(Raw items)
___
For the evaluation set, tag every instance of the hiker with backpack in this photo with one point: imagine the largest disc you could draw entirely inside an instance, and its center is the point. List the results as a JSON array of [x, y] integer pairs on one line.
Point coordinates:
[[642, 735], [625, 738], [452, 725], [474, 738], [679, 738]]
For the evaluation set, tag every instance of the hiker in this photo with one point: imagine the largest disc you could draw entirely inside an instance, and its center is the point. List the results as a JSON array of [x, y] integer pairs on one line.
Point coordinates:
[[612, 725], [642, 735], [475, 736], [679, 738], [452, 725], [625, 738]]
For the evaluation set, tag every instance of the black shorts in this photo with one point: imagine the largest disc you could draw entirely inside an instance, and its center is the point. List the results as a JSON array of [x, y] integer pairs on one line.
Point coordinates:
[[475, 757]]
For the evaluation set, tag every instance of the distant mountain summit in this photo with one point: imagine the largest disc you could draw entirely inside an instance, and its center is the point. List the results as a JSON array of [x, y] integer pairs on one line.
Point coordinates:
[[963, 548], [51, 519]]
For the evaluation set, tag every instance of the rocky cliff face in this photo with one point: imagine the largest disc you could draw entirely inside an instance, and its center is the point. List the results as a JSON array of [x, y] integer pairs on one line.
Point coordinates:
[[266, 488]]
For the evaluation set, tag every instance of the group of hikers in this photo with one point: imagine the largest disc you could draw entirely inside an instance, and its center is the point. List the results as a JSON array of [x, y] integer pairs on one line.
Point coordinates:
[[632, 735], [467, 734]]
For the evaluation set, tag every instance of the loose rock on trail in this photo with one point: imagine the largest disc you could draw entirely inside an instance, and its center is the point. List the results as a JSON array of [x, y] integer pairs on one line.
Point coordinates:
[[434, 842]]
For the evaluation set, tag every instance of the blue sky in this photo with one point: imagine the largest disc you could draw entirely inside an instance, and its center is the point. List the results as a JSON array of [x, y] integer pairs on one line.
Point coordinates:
___
Reproduce every line of the items above word for word, with nothing changed.

Right answer →
For the evaluation set, tag every instance of the hiker with backpack in this photo with one point: imagine the largest disc you could draw entirely inside an instance, and its center is the point. List the results as a JSON array of [x, y] integer pairs on one line.
Point coordinates:
[[642, 735], [625, 738], [452, 725], [474, 738], [679, 738]]
For the evaluation set, tag every instance of the hiker in this photo with one point: imagine the largest disc you could draw entirely inside an instance, and its center is the point. List the results as a JSON array of [x, y] integer pairs on one line.
Point coordinates:
[[612, 725], [642, 735], [475, 736], [679, 738], [452, 725], [625, 738]]
For the evaluation set, tag every instance of the black shorts in this photo with one point: imagine the largest disc you could draw entirely inside an instance, and its center is the point. List the results as a JSON array of [x, y] integer pairs on one line.
Point coordinates:
[[475, 757]]
For the evaluation set, tag every instance of the distant mountain summit in this photo with one point: imagine the largest disc you could draw entirely inside an instance, and its center is the point. List the results as a JSON array of [x, y] integer pairs on one line.
Point coordinates:
[[963, 548], [51, 519]]
For the evaluation set, tag every instance of the rocky cliff face in this photo with one point: imagine the largest disc you could draw entirely inside an instance, and its center is the point. List the results as a JSON array of [x, y] integer pairs on one line.
Point coordinates:
[[266, 488]]
For the evaluation set, tag every instance of the group of hikers in this photo with one point: imagine the largest disc you could draw entirely inside an instance, and its center is the point. List the results as a JSON array of [x, y] integer pairs on one line.
Point coordinates:
[[632, 735], [467, 734]]
For the evaluation set, tag every instance of the loose rock on trail in this photo with one point: imagine the largest disc you could draw entirely inside an instance, and its center is the point. List the results as a JSON array of [x, y] integer pairs on one line.
Point coordinates:
[[434, 842]]
For the evaluation set, tag every instance of the blue sky in this photo with one point: imagine the largest disc you could draw entirely inside an instance, and its center is the point. List the results as a JSON array of [x, y] integer pairs on one line.
Point coordinates:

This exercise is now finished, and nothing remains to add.